Items listed in a dataset:
┏━━

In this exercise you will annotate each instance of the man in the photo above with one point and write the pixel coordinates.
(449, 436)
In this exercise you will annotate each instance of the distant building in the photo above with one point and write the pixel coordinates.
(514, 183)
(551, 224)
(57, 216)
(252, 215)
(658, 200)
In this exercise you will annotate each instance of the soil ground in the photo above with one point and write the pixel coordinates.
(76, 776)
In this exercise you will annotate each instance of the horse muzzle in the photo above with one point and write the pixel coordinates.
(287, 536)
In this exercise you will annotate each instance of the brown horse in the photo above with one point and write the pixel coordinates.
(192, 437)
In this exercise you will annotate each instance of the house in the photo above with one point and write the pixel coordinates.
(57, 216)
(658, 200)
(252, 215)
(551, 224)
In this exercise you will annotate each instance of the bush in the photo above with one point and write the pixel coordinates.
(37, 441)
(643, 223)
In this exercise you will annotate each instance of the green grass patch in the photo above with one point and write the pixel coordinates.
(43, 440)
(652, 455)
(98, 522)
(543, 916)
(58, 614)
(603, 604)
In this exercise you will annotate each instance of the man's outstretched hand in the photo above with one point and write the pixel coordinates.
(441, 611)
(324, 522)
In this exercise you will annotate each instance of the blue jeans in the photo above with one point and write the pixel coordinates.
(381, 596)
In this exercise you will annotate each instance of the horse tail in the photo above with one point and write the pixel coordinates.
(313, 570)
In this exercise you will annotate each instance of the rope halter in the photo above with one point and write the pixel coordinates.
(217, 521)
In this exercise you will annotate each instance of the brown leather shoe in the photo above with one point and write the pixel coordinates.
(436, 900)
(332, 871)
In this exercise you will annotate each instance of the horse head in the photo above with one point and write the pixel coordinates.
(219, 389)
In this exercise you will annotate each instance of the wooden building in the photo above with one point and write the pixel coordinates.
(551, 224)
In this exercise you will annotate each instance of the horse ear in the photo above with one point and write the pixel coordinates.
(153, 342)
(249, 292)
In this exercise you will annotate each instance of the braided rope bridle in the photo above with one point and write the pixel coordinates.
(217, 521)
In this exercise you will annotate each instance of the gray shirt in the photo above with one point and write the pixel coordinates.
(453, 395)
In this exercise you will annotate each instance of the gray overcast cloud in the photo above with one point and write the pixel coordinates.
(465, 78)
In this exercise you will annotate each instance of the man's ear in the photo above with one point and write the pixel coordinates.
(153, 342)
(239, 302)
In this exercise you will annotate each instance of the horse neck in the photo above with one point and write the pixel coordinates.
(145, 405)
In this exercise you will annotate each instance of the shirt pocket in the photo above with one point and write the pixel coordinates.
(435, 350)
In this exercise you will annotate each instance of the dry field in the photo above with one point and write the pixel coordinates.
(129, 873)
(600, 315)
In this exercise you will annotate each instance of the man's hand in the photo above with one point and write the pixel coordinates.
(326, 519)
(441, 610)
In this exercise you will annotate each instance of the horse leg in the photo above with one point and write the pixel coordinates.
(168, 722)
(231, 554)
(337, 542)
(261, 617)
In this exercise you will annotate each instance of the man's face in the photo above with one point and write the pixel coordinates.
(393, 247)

┗━━

## Prompt
Could you rewrite the data above as a numbered list and leave out any blank lines?

## Exercise output
1. In this exercise you will annotate each instance of the man in the photo above with one point and write the pixel coordinates.
2. (449, 436)
3. In this exercise you will annotate each instance of the distant building in the photo above with one point and write the pixel coordinates.
4. (514, 183)
5. (551, 224)
6. (57, 216)
7. (252, 215)
8. (658, 200)
9. In this exercise you will annotate each instance of the soil ground in the photo above with one point and write the pixel coordinates.
10. (76, 776)
11. In this exercise you will annotate each instance of the horse muzzle in the photo above with one point and write the pixel coordinates.
12. (287, 536)
13. In this exercise you will annotate each instance of the brown horse in the photo above with one point and write the pixel coordinates.
14. (192, 437)
15. In this exercise you will annotate each instance of the house in the photo above with one point and write the pixel coordinates.
16. (57, 216)
17. (658, 200)
18. (252, 215)
19. (551, 224)
20. In this exercise you will annotate each instance of the bush in the photo above with one point and write the pixel coordinates.
21. (37, 441)
22. (643, 223)
23. In this exercise you will annotate each instance of the green grass patch in the photo above with one point and write the pixel coordinates.
24. (43, 440)
25. (652, 455)
26. (98, 522)
27. (543, 916)
28. (58, 614)
29. (603, 604)
30. In this exercise you will annotate each instance of the man's outstretched hand in the photo above with one point and write the pixel coordinates.
31. (441, 611)
32. (324, 522)
33. In this exercise you will annotate each instance of the blue jeans in the photo above with one point and write the pixel coordinates.
34. (381, 596)
35. In this exercise you will annotate each instance of the horse tail in the photo above with one point and write the pixel coordinates.
36. (313, 570)
37. In this exercise you will annotate each instance of the rope halter in the photo above with one point and write the pixel coordinates.
38. (217, 521)
39. In this exercise you will annotate each instance of the brown leather shoe in the photo above with one point and write the pixel coordinates.
40. (436, 900)
41. (332, 871)
42. In this exercise you will annotate each instance of the horse head in the photo above with one point and write the pixel coordinates.
43. (219, 389)
44. In this exercise you will annotate each instance of the wooden building in the photo above with one point and write the pixel coordinates.
45. (551, 224)
46. In this exercise you will annotate each instance of the horse ear in the photo above with one point and write the pixel coordinates.
47. (153, 342)
48. (249, 292)
49. In this exercise you will annotate each instance of the braided rope bridle in the photo above with one point and write the pixel coordinates.
50. (217, 521)
51. In this exercise you will annotate each instance of the gray shirt in the photo above with one point and write the pixel coordinates.
52. (453, 395)
53. In this exercise you will annotate each instance of the gray overcast cloud in the photo above with one point and write the pixel coordinates.
54. (465, 78)
55. In this exercise you will annotate each instance of the man's ear in the photo above with one point and write the pixel coordinates.
56. (153, 342)
57. (239, 302)
58. In this exercise you will annotate each instance of the horse neck in the photo above with one point and write the pixel coordinates.
59. (145, 405)
60. In this exercise you will annotate each instance of the shirt pocket in the photo above with one point and write the pixel coordinates.
61. (435, 350)
62. In this exercise you will annotate each instance of the dry field in the photo above with one point and write the pixel coordinates.
63. (129, 873)
64. (600, 315)
65. In this exercise you will annotate each instance of the man's hand in the photo above with one point and write the pixel coordinates.
66. (326, 519)
67. (441, 610)
68. In this exercise you will annotate each instance of the horse leg in the photo above with one point and write the pixel coordinates.
69. (168, 722)
70. (231, 554)
71. (337, 542)
72. (261, 617)
73. In this exercise you will annotate each instance of the man's face in the photo above with one point and write the pixel coordinates.
74. (393, 247)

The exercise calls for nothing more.